[[ Records for the task, beginning ]]

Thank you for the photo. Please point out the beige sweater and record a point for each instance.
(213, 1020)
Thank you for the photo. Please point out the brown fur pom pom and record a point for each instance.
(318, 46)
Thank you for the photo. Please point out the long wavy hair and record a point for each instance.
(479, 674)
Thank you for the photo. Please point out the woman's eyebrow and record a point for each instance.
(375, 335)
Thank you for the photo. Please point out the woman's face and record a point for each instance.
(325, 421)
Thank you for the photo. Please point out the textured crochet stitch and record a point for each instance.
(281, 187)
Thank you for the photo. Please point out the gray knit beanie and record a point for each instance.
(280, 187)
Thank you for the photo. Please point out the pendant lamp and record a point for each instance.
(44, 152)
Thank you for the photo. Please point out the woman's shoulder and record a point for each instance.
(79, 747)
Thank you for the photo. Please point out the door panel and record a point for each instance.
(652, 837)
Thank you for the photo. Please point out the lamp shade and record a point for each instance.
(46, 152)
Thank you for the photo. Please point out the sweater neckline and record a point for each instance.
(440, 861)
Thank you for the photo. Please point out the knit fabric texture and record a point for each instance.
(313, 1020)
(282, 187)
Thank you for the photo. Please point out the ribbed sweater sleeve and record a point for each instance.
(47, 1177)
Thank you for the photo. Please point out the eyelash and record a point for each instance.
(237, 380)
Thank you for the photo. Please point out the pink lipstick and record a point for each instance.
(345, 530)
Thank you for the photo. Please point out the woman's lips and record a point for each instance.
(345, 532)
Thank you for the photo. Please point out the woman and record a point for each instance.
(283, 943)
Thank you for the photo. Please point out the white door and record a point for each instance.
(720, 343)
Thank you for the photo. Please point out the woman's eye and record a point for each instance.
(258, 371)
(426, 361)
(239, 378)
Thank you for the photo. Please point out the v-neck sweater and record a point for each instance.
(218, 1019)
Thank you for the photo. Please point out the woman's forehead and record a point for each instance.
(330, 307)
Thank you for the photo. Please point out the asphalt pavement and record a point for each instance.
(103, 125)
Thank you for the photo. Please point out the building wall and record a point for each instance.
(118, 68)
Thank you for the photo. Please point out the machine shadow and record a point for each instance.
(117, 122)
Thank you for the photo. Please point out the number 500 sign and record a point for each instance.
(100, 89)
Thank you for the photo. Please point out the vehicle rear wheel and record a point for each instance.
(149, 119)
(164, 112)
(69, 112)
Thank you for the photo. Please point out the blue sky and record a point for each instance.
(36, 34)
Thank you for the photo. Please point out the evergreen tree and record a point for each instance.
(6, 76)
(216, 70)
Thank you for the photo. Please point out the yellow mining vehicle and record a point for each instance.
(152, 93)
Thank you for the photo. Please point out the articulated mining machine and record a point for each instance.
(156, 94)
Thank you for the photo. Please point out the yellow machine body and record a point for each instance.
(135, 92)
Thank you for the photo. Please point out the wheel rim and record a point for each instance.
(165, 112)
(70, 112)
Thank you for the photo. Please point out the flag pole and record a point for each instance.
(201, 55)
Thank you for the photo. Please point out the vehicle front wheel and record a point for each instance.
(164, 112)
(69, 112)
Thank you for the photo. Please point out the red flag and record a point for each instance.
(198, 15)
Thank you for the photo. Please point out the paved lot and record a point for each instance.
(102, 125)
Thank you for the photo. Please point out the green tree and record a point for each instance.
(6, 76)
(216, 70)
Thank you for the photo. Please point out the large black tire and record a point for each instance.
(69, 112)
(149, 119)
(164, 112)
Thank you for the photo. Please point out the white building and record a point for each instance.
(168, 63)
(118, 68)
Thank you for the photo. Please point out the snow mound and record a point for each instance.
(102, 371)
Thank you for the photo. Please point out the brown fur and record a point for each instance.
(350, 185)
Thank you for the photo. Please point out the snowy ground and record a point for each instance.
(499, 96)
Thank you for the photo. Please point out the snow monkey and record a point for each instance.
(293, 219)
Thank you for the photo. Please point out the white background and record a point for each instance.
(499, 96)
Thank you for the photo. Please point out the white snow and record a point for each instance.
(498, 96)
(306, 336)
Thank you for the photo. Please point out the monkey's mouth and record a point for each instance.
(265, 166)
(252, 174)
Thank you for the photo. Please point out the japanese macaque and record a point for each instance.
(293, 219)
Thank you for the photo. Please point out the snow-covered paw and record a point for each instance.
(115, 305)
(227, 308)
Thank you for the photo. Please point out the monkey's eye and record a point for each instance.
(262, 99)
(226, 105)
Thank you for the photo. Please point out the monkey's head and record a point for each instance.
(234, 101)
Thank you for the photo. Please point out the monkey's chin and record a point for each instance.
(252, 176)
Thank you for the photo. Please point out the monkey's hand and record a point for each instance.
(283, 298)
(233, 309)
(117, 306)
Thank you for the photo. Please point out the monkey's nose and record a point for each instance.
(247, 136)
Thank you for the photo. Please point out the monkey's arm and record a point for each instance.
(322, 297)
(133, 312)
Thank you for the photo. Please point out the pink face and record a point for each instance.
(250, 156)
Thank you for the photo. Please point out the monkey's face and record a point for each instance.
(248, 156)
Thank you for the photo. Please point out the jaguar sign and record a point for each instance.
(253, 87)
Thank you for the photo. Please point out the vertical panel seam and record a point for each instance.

[[ Records for the task, end ]]

Word for word, transcribe each of the entries above.

Output of the exercise -
Thank you for the photo. Please point out the beige sweater and record a point for each instance.
(213, 1020)
Thank you for the photo. Please point out the brown fur pom pom and record a point for each instance.
(318, 46)
Thank you for the photo. Please point out the long wavy hair and record a point for each instance.
(479, 674)
Thank you for the photo. Please point out the woman's eyebrow and record a point for each instance.
(375, 335)
Thank you for the photo. Please point out the woman's face and record a point for each instance.
(325, 421)
Thank you for the photo. Please point out the textured crochet stitch and record a point for each instance.
(281, 187)
Thank you for the photo. Please point out the gray knit beanie and record a point for each instance.
(280, 187)
Thank you for the photo. Please point out the pendant lamp and record a point for each instance.
(44, 152)
Thank you for the photo. Please point out the woman's shoulder and record a point for each instance.
(79, 747)
Thank you for the photo. Please point out the door panel and record a point for each instance.
(652, 837)
Thank you for the photo. Please point out the lamp shade and record a point for each instance.
(46, 152)
Thank you for the photo. Please point out the sweater neckline and record a point for each instance.
(440, 861)
Thank you for the photo. Please point out the knit fabric texture and record a point for each instance.
(313, 1020)
(282, 187)
Thank you for the photo. Please point out the ribbed sweater sleeve and record a point for each instance.
(47, 1177)
Thank you for the photo. Please point out the eyelash and record a point for each instance.
(237, 380)
Thank you for the photo. Please point out the pink lipstick and record a point for each instance.
(345, 530)
Thank you for the photo. Please point out the woman's lips and record a point for each instance.
(345, 532)
Thank you for the photo. Please point out the woman and record a point for each instance.
(283, 943)
Thank you for the photo. Please point out the white door and record a point for each instance.
(720, 343)
Thank you for the photo. Please point out the woman's eye and record a point for each instance.
(258, 371)
(426, 361)
(239, 378)
Thank you for the photo. Please point out the v-neck sweater and record a point for each instance.
(218, 1019)
Thank you for the photo. Please point out the woman's forehead and record a point for each instance.
(330, 307)
Thank you for the photo. Please point out the asphalt pavement and record a point for each instance.
(103, 125)
Thank you for the photo. Please point out the building wall and record a point for each instance.
(118, 68)
Thank you for the photo. Please point out the machine shadow and record a point for each instance.
(117, 122)
Thank you for the photo. Please point out the number 500 sign and record a point for each instance.
(100, 89)
Thank you for the photo. Please point out the vehicle rear wheel and record a point for each instance.
(149, 119)
(164, 112)
(69, 112)
Thank you for the photo. Please point out the blue sky and record a point for each instance.
(36, 34)
Thank you for the photo. Please point out the evergreen tree and record a point for each instance.
(6, 76)
(216, 70)
Thank you for the photo. Please point out the yellow mining vehicle and record a point for each instance.
(152, 93)
Thank you for the photo. Please point out the articulated mining machine and record a point for each instance.
(156, 94)
Thank you for the photo. Please point out the yellow machine body and record a point for each instance.
(135, 92)
Thank you for the photo. Please point out the wheel rim and record a point for each instance.
(165, 112)
(70, 112)
Thank you for the photo. Please point out the flag pole and record a point for each instance.
(201, 55)
Thank you for the photo. Please point out the vehicle front wheel and record a point for each instance.
(164, 112)
(69, 112)
Thank you for the photo. Please point out the red flag and record a point for each instance.
(198, 15)
Thank you for the photo. Please point out the paved lot and record a point for each instance.
(102, 125)
Thank you for the photo. Please point out the green tree and record a point for each instance.
(6, 76)
(216, 70)
Thank you for the photo. Please point out the large black tire and record a point for each instance.
(69, 112)
(149, 119)
(164, 112)
Thank you for the photo. Please point out the white building and record a point for each instance.
(168, 63)
(118, 68)
Thank you for the photo. Please point out the snow mound and record a point for each instance.
(102, 371)
Thank you for the photo. Please point out the brown fur and record a point for each instance.
(350, 185)
Thank you for the photo. Please point out the snowy ground and record a point for each instance.
(499, 96)
Thank you for the photo. Please point out the snow monkey and record a point for each instance.
(293, 219)
Thank you for the photo. Please point out the white background and record a point for each instance.
(499, 96)
Thank you for the photo. Please point out the white snow and record a point for each instance.
(498, 96)
(306, 336)
Thank you for the photo. Please point out the monkey's mouth and record a point for each instance.
(265, 166)
(252, 174)
Thank you for the photo. Please point out the japanese macaque and record a point for each instance.
(293, 219)
Thank you for the photo. Please point out the snow-covered paw and record a point for each instance.
(115, 305)
(227, 308)
Thank you for the photo. Please point out the monkey's eye and record a point for each instance.
(262, 99)
(226, 105)
Thank you for the photo. Please point out the monkey's head and record a point for each instance.
(234, 101)
Thank you for the photo. Please point out the monkey's chin and record a point for each instance.
(252, 176)
Thank you for the photo. Please point out the monkey's hand and record a point for each instance.
(283, 298)
(233, 309)
(117, 306)
Thank you for the photo. Please point out the monkey's nose and record a point for each instance.
(247, 136)
Thank you for the photo. Please point out the monkey's arm and record a point for each instance.
(322, 297)
(133, 312)
Thank you for the photo. Please point out the pink face and record a point for each instance.
(250, 156)
Thank you for the photo. Please point out the monkey's face and record a point for each instance.
(248, 156)
Thank you for the photo. Please point out the jaguar sign and record a point for each instance.
(253, 87)
Thank you for the photo. Please point out the vertical panel seam and record a point for each instance.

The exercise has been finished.